- WORK REQUIRED
Pick out every line in the rows below that contains the word "white", and copy each one.

- INPUT ROWS
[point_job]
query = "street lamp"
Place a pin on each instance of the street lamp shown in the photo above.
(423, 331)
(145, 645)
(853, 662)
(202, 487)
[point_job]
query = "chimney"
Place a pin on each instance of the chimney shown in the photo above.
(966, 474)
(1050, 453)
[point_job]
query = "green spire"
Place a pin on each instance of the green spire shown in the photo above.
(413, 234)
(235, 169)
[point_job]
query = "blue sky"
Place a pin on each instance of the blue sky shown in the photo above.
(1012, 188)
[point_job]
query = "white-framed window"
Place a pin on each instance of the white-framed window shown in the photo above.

---

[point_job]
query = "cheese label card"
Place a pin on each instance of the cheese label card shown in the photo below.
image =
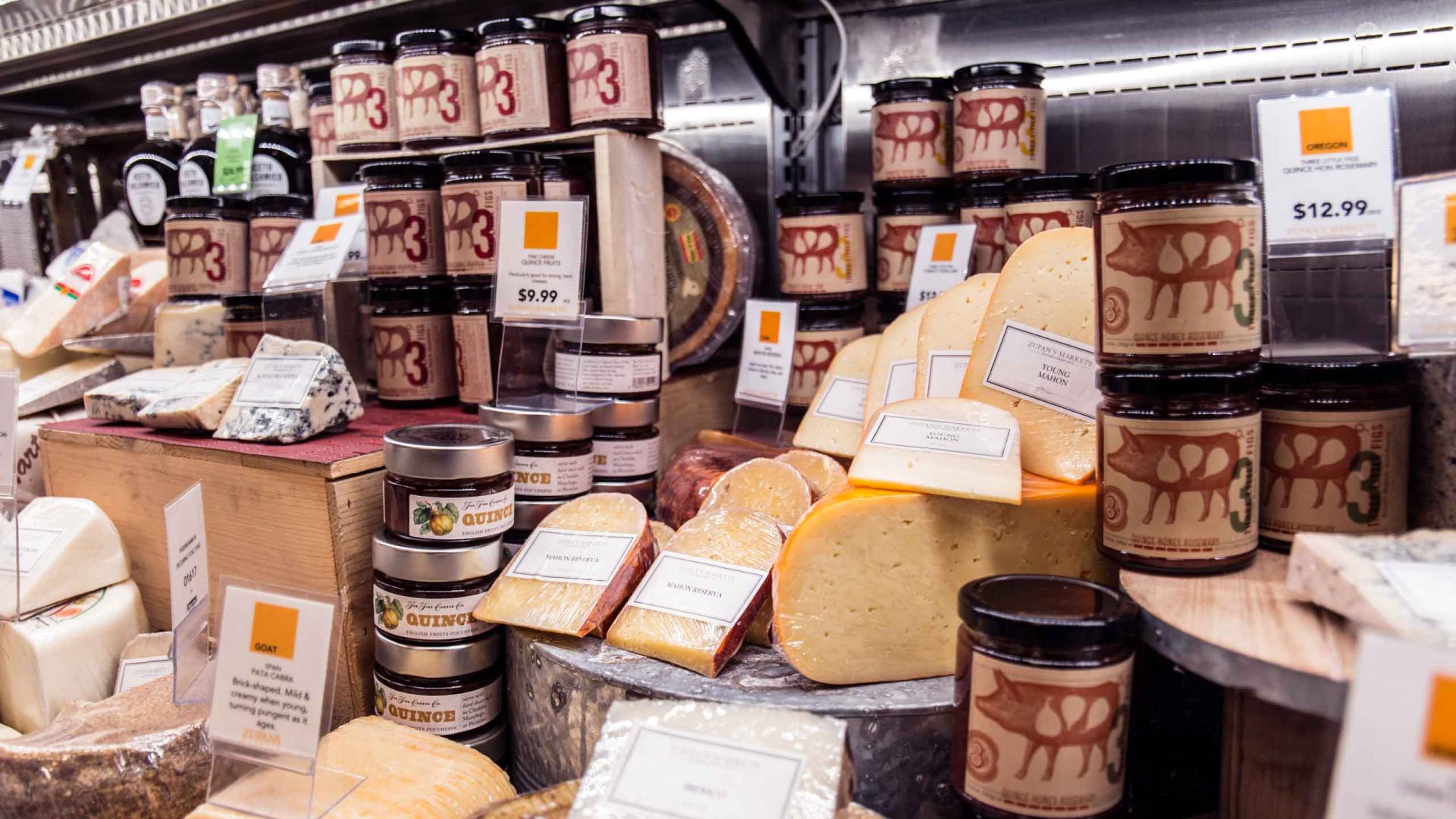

- TASK RESPONSE
query = "white-framed window"
Place a pin on each instance of the white-framed window shown in the photo above.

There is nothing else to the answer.